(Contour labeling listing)
--------------------

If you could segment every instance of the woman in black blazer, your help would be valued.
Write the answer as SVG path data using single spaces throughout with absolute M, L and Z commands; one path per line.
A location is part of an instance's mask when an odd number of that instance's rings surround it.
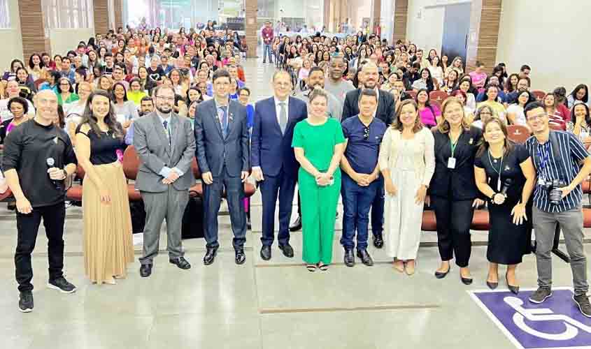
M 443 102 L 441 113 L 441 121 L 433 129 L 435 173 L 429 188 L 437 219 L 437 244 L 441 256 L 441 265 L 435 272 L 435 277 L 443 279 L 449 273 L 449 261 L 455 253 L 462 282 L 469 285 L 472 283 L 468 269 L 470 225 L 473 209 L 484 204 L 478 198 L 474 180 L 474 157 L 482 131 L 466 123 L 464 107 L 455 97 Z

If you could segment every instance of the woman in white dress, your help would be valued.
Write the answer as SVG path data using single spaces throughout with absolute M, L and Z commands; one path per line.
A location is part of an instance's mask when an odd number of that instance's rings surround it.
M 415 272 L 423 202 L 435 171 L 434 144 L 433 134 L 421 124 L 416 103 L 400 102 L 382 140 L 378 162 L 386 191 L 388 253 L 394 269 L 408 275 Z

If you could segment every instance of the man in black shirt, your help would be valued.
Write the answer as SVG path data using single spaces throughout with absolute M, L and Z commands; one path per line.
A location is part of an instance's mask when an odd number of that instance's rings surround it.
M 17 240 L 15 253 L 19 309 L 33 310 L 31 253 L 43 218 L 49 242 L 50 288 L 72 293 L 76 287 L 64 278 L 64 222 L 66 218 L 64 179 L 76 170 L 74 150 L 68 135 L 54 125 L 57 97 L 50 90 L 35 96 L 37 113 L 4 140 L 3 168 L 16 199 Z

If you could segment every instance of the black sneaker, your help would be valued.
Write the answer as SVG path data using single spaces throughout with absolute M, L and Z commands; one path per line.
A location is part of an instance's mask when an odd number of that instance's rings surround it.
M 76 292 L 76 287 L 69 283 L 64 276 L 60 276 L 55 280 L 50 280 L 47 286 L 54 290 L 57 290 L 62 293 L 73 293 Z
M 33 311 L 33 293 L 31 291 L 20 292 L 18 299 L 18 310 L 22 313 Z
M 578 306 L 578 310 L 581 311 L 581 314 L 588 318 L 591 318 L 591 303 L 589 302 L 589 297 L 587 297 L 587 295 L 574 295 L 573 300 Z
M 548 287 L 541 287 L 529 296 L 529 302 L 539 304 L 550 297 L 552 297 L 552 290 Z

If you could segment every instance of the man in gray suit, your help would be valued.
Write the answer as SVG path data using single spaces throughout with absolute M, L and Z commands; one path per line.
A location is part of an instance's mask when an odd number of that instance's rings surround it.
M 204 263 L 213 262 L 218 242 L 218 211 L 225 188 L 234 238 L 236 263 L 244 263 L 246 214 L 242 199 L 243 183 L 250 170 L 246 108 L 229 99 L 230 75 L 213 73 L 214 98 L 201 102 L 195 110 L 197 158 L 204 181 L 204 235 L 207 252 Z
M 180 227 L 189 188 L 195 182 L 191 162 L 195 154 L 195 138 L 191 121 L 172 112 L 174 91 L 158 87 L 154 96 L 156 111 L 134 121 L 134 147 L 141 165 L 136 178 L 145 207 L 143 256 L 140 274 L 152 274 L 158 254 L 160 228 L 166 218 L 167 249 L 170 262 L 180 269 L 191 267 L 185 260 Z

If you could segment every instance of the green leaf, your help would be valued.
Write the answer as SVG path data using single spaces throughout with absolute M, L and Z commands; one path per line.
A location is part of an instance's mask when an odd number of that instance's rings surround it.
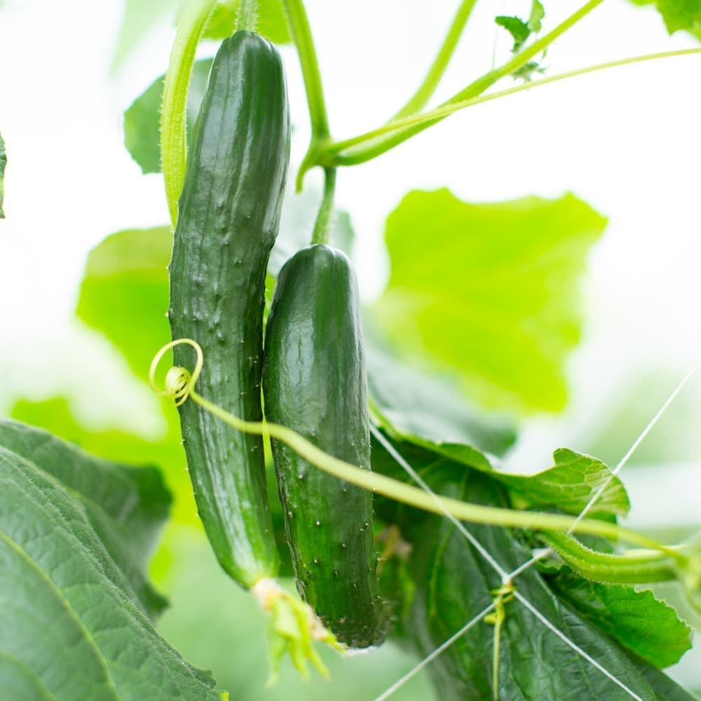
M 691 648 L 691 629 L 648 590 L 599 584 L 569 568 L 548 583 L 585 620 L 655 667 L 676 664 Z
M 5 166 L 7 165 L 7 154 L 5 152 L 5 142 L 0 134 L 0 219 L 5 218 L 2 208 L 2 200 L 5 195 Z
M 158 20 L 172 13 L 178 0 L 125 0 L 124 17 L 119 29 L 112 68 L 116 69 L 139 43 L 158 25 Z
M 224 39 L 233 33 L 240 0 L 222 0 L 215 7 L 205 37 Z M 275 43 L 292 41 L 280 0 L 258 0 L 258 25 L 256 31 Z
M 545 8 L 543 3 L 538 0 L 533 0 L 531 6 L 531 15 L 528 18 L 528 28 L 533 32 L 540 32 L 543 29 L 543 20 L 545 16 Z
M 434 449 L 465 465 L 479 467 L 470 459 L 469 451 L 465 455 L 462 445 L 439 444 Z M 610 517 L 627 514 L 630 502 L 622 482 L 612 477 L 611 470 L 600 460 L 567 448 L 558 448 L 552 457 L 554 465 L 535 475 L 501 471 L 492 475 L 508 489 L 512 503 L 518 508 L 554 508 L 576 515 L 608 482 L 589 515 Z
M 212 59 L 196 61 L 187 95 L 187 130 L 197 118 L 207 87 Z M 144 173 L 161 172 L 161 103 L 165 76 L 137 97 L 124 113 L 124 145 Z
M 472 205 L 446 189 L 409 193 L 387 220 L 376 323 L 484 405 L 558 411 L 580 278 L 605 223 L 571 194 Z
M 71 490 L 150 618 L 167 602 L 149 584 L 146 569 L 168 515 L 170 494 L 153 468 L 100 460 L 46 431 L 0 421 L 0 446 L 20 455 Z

--------------------

▶ [AIM]:
Convert the listing into a JSON array of strings, one string per line and no entries for blank lines. Omit the picture placeholders.

▶ [SOLUTION FOR THIS PROBLEM]:
[
  "If you could segment every instance of the woman in black blazer, your help would be valued.",
  "Write the answer as SVG path data using single spaces throughout with absolute M, L and Z commands; one path per line.",
  "A location is part of an instance's mask when an odd number of that instance's rings surround it.",
  "M 443 102 L 441 113 L 441 121 L 433 129 L 435 173 L 429 188 L 437 219 L 437 244 L 441 256 L 441 265 L 435 272 L 435 277 L 443 279 L 449 273 L 449 261 L 455 253 L 462 282 L 469 285 L 472 283 L 468 269 L 470 225 L 473 209 L 484 204 L 478 198 L 474 180 L 474 157 L 482 131 L 466 123 L 464 107 L 455 97 Z",
  "If you could segment every instance of the woman in white dress, your help would be valued.",
  "Write the answer as SVG path data using single spaces throughout with absolute M, L and Z commands; one path per line.",
  "A location is part of an instance's mask when an odd number of that instance's rings surround it.",
  "M 415 272 L 423 202 L 435 171 L 434 144 L 433 134 L 421 124 L 416 103 L 400 102 L 382 140 L 378 162 L 386 191 L 388 253 L 394 269 L 408 275 Z",
  "If you could segment every instance of the man in black shirt, your help would be valued.",
  "Write the answer as SVG path data using single spaces throughout with absolute M, L and Z commands; one path per line.",
  "A location is part of an instance's mask when an odd number of that instance's rings surround it.",
  "M 17 240 L 15 253 L 19 309 L 33 310 L 31 253 L 43 218 L 49 242 L 50 288 L 72 293 L 76 287 L 64 278 L 64 222 L 66 218 L 64 179 L 76 170 L 74 150 L 68 135 L 54 125 L 57 97 L 50 90 L 35 96 L 37 113 L 4 140 L 3 168 L 16 199 Z",
  "If you could segment every instance of the black sneaker, your help would be valued.",
  "Write the answer as SVG path data using single spaces throughout with absolute M, L and Z commands; one path per line.",
  "A location is part of an instance's mask when an odd number of that instance's rings surround it.",
  "M 76 292 L 76 287 L 69 283 L 64 276 L 60 276 L 55 280 L 50 280 L 47 286 L 54 290 L 57 290 L 62 293 L 73 293 Z",
  "M 33 311 L 33 293 L 31 291 L 20 292 L 18 299 L 18 310 L 22 313 Z",
  "M 578 306 L 578 310 L 581 311 L 581 314 L 588 318 L 591 318 L 591 303 L 589 302 L 589 297 L 587 297 L 587 295 L 574 295 L 573 300 Z",
  "M 548 287 L 541 287 L 529 296 L 529 302 L 539 304 L 550 297 L 552 297 L 552 290 Z",
  "If you could segment every instance of the man in gray suit, your help would be valued.",
  "Write the answer as SVG path data using single spaces throughout with absolute M, L and Z commands; one path per line.",
  "A location is part of an instance's mask when an odd number of that instance's rings surround it.",
  "M 204 263 L 213 262 L 218 242 L 218 211 L 225 188 L 234 238 L 236 263 L 244 263 L 246 214 L 242 199 L 243 183 L 250 170 L 246 108 L 229 99 L 230 75 L 213 73 L 214 98 L 201 102 L 195 110 L 197 158 L 204 181 L 204 235 L 207 252 Z",
  "M 180 227 L 189 188 L 195 182 L 191 162 L 195 154 L 195 138 L 191 121 L 172 112 L 174 91 L 158 87 L 154 96 L 156 111 L 134 121 L 134 147 L 141 165 L 136 178 L 145 207 L 143 256 L 140 274 L 152 274 L 158 254 L 160 228 L 166 218 L 167 249 L 170 262 L 180 269 L 191 267 L 185 260 Z",
  "If you could segment every instance of the green leaf, your help would be valued.",
  "Write the answer as SVG path data using single spaces throughout with absolute M, L and Z commands; one path per line.",
  "A location is part of an instance's mask when an odd number of that instance's rings surround it.",
  "M 691 648 L 691 629 L 648 590 L 599 584 L 569 568 L 548 583 L 585 620 L 655 667 L 676 664 Z",
  "M 5 166 L 7 165 L 7 154 L 5 152 L 5 142 L 0 134 L 0 219 L 5 218 L 2 208 L 2 200 L 5 195 Z",
  "M 158 20 L 172 13 L 178 0 L 125 0 L 124 17 L 119 29 L 112 68 L 116 69 L 139 43 L 158 25 Z",
  "M 224 39 L 233 33 L 240 0 L 222 0 L 215 7 L 205 37 Z M 275 43 L 292 41 L 280 0 L 258 0 L 258 25 L 256 31 Z",
  "M 545 8 L 543 3 L 538 0 L 533 0 L 531 6 L 531 15 L 528 18 L 528 28 L 533 32 L 540 32 L 543 29 L 543 20 L 545 16 Z",
  "M 434 449 L 465 465 L 479 467 L 470 459 L 469 451 L 465 455 L 462 445 L 439 444 Z M 610 517 L 627 514 L 630 502 L 622 482 L 612 477 L 611 470 L 600 460 L 567 448 L 558 448 L 552 457 L 554 465 L 535 475 L 501 471 L 492 475 L 508 489 L 512 503 L 518 508 L 554 508 L 576 515 L 608 482 L 589 515 Z",
  "M 212 59 L 196 61 L 187 95 L 187 130 L 197 118 L 207 87 Z M 144 173 L 161 172 L 161 103 L 165 76 L 137 97 L 124 113 L 124 145 Z",
  "M 472 205 L 446 189 L 409 193 L 387 220 L 376 323 L 484 405 L 558 411 L 580 278 L 605 223 L 571 194 Z",
  "M 71 490 L 150 618 L 167 602 L 149 584 L 146 569 L 168 515 L 170 494 L 153 468 L 100 460 L 46 431 L 0 421 L 0 446 L 20 455 Z"
]